# [What you will do]
• a. Translate into Spanish the following sentence from the article on the 2022 midterm results: "Republicans only needed to net five seats to take back the House of Representatives, and are still likely to do so."
• b. Reproduce the portion of the article on the 2022 midterm results from "Fox News and" to "racial discrimination lawsuit.".

# [Source passage]
So, what happened?
Republicans under-performed across the country Tuesday, with Donald Trump-endorsed nominees losing or trailing in swing districts and Senate and gubernatorial races.
Trump endorsed more than 400 candidates across the 2022 midterms, according to Ballotpedia, making his presence felt in swing races in Pennsylvania, Georgia, and Arizona. In all three states, Trump-endorsed candidates have under-performed.
Fox News and NBC have projected that Democrat John Fetterman will defeat Republican Mehmet Oz in the Keystone State, and Democrat Josh Shapiro is projected to defeat Republican Doug Mastriano in its gubernatorial contest. Trump’s endorsement helped Oz through a heavily-contested primary, despite misgivings from many conservatives.
Both Masters and Lake won divided primaries that pitted Trump endorsees against candidates supported by former Vice President Mike Pence. They trail Democrats Mark Kelly and Katie Hobbs, respectively. Many polls had shown Lake with a small lead against Hobbs, who refused to debate the Republican and was hobbled by a racial discrimination lawsuit.
Masters and Walker still have a chance, it’s pretty close. Ron Johnson is holding on by the skin of his teeth. In Nevada, Laxalt has a slight lead. All four would need to win for the GOP to take the Senate by the barest of margins. Democrats have also flipped a few House seats that Republicans should have won
Republicans only needed to net five seats to take back the House of Representatives, and are still likely to do so. GOP challengers have picked up at least two seats in New York, and Republican Anna Paulina Luna won the Tampa-area district vacated by Democrat Charlie Crist.

# [Record excerpts]
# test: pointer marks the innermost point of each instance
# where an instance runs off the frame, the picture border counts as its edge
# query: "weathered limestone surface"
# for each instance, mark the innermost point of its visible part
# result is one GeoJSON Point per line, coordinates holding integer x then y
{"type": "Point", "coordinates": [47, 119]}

# [Results for the exercise]
• a. Los republicanos solo necesitaban ganar en términos netos cinco escaños para recuperar la Cámara de Representantes, y aún es probable que lo consigan.

• b.
Fox News and NBC have projected that Democrat John Fetterman will defeat Republican Mehmet Oz in the Keystone State, and Democrat Josh Shapiro is projected to defeat Republican Doug Mastriano in its gubernatorial contest. Trump’s endorsement helped Oz through a heavily-contested primary, despite misgivings from many conservatives.
Both Masters and Lake won divided primaries that pitted Trump endorsees against candidates supported by former Vice President Mike Pence. They trail Democrats Mark Kelly and Katie Hobbs, respectively. Many polls had shown Lake with a small lead against Hobbs, who refused to debate the Republican and was hobbled by a racial discrimination lawsuit.